**Exercise instructions:** Reproduce every line of the listing below without any change.

[Records from a segmentation dataset]
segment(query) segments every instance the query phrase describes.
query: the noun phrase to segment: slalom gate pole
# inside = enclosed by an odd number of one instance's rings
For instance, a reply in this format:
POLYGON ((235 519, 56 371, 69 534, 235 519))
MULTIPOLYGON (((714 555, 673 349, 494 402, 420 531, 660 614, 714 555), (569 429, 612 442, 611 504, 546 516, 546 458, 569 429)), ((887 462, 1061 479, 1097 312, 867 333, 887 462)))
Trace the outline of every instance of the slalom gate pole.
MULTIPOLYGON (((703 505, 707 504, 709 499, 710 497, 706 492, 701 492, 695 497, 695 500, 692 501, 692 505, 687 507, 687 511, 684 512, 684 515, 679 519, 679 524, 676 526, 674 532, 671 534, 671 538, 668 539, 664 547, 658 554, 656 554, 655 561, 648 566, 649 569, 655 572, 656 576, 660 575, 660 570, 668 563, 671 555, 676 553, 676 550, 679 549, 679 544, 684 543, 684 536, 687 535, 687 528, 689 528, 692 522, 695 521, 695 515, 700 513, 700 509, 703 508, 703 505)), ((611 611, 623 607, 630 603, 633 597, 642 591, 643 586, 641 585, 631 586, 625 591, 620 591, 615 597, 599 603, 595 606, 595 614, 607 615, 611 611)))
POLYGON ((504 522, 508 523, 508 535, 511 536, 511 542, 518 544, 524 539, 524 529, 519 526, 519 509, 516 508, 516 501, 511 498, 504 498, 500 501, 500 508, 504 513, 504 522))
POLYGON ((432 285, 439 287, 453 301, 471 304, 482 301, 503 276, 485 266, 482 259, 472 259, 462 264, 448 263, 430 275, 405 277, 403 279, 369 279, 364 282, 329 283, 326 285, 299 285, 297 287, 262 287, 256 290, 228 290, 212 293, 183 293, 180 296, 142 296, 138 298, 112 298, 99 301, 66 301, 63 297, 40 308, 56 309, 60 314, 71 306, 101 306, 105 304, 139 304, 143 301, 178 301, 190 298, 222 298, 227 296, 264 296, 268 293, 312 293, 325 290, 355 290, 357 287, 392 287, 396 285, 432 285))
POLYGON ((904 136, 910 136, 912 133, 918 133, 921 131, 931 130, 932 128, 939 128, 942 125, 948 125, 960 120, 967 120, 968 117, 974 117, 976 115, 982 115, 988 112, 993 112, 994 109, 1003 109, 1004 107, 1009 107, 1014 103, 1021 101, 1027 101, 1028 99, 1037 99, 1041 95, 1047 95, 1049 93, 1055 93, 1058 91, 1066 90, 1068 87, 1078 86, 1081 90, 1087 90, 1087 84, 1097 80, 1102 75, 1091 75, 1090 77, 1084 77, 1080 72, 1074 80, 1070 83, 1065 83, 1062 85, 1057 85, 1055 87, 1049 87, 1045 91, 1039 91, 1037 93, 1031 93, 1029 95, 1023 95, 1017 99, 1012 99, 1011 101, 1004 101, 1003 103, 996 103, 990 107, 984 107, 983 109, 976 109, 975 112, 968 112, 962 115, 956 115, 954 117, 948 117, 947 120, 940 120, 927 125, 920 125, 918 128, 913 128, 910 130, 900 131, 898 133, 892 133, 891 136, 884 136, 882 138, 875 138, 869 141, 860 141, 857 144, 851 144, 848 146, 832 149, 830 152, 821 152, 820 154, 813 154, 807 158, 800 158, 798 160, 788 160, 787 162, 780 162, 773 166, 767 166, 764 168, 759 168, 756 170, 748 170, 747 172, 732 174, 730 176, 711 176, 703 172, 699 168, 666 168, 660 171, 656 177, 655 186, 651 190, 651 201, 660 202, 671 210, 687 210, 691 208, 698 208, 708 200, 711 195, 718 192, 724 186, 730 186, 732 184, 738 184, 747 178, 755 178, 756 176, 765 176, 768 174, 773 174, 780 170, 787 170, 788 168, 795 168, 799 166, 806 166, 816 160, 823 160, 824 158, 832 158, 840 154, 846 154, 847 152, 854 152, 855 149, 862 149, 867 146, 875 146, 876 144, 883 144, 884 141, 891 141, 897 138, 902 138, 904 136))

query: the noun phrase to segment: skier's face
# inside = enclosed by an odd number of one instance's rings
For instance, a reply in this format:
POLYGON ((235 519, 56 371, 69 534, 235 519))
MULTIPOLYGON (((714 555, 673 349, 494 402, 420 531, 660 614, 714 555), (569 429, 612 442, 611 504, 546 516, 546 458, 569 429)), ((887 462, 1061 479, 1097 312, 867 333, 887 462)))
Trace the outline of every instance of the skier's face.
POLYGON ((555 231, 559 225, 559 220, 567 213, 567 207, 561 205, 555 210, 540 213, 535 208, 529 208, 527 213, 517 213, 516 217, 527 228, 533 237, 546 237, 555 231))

**Output for this task:**
segment(query) segments every instance the query phrase describes.
query: the noun phrase to segment: slalom gate pole
# inside = enclosed by an odd number of one instance's rings
For instance, a reply in this format:
POLYGON ((235 519, 56 371, 69 534, 235 519))
MULTIPOLYGON (((714 555, 673 349, 494 402, 420 531, 660 614, 714 555), (569 429, 612 442, 611 504, 546 516, 546 458, 569 429)), ((887 462, 1061 479, 1097 312, 867 333, 887 462)))
Trace the outline of every instance of the slalom gate pole.
MULTIPOLYGON (((703 505, 707 504, 709 499, 710 497, 706 492, 701 492, 695 497, 695 500, 692 501, 692 505, 687 507, 687 511, 684 512, 684 515, 679 519, 679 524, 676 526, 674 532, 671 534, 671 538, 668 539, 664 547, 658 554, 656 554, 655 561, 648 566, 649 569, 655 572, 656 576, 660 575, 660 570, 668 563, 671 555, 676 553, 676 550, 679 549, 679 544, 684 543, 684 536, 687 535, 687 528, 689 528, 692 522, 695 521, 695 515, 700 513, 700 509, 703 508, 703 505)), ((611 611, 623 607, 630 603, 633 597, 642 591, 643 586, 641 585, 631 586, 625 591, 620 591, 615 597, 599 603, 595 606, 595 614, 607 615, 611 611)))
POLYGON ((504 522, 508 523, 508 535, 511 536, 511 542, 518 544, 524 539, 524 529, 519 526, 519 509, 516 508, 516 501, 511 498, 504 498, 500 501, 500 508, 504 513, 504 522))
POLYGON ((432 285, 439 287, 453 301, 471 304, 482 301, 503 276, 485 266, 482 259, 472 259, 462 264, 448 263, 430 275, 405 277, 403 279, 369 279, 364 282, 329 283, 326 285, 299 285, 297 287, 262 287, 256 290, 228 290, 212 293, 183 293, 180 296, 142 296, 138 298, 112 298, 99 301, 66 301, 63 297, 40 308, 56 309, 60 314, 71 306, 101 306, 105 304, 139 304, 143 301, 178 301, 190 298, 222 298, 227 296, 264 296, 268 293, 312 293, 325 290, 355 290, 357 287, 392 287, 396 285, 432 285))
POLYGON ((904 136, 910 136, 912 133, 918 133, 921 131, 931 130, 932 128, 939 128, 942 125, 948 125, 960 120, 967 120, 968 117, 974 117, 976 115, 982 115, 988 112, 993 112, 994 109, 1003 109, 1004 107, 1009 107, 1014 103, 1021 101, 1027 101, 1028 99, 1037 99, 1041 95, 1047 95, 1049 93, 1055 93, 1058 91, 1066 90, 1068 87, 1078 86, 1081 90, 1087 90, 1087 84, 1097 80, 1102 75, 1091 75, 1090 77, 1084 77, 1080 72, 1074 80, 1070 83, 1065 83, 1062 85, 1057 85, 1055 87, 1049 87, 1045 91, 1039 91, 1037 93, 1031 93, 1029 95, 1023 95, 1017 99, 1012 99, 1011 101, 1004 101, 1003 103, 996 103, 990 107, 984 107, 983 109, 976 109, 975 112, 968 112, 962 115, 956 115, 954 117, 948 117, 947 120, 940 120, 927 125, 920 125, 918 128, 913 128, 910 130, 900 131, 898 133, 892 133, 891 136, 884 136, 882 138, 875 138, 869 141, 860 141, 857 144, 851 144, 848 146, 832 149, 830 152, 821 152, 820 154, 813 154, 807 158, 800 158, 798 160, 788 160, 787 162, 780 162, 773 166, 767 166, 764 168, 759 168, 756 170, 748 170, 747 172, 732 174, 730 176, 711 176, 703 172, 699 168, 666 168, 660 171, 656 177, 655 186, 651 190, 651 201, 660 202, 671 210, 687 210, 691 208, 698 208, 708 200, 711 195, 718 192, 724 186, 730 186, 732 184, 738 184, 747 178, 755 178, 756 176, 765 176, 768 174, 773 174, 780 170, 787 170, 788 168, 795 168, 799 166, 806 166, 816 160, 823 160, 824 158, 832 158, 840 154, 846 154, 847 152, 854 152, 855 149, 862 149, 867 146, 875 146, 876 144, 883 144, 884 141, 891 141, 897 138, 902 138, 904 136))

query: the noun phrase to segment: skier's face
# inside = enclosed by an odd number of one instance's rings
For instance, a reply in this format:
POLYGON ((235 519, 56 371, 69 534, 235 519))
MULTIPOLYGON (((714 555, 673 349, 494 402, 420 531, 660 614, 714 555), (569 429, 612 442, 611 504, 546 516, 546 458, 569 429)), ((887 462, 1061 479, 1097 312, 867 333, 887 462)))
Trace the outline of every instance of the skier's face.
POLYGON ((555 231, 559 225, 559 220, 567 213, 567 207, 561 205, 555 210, 540 213, 535 208, 529 208, 527 213, 517 213, 516 217, 527 228, 533 237, 546 237, 555 231))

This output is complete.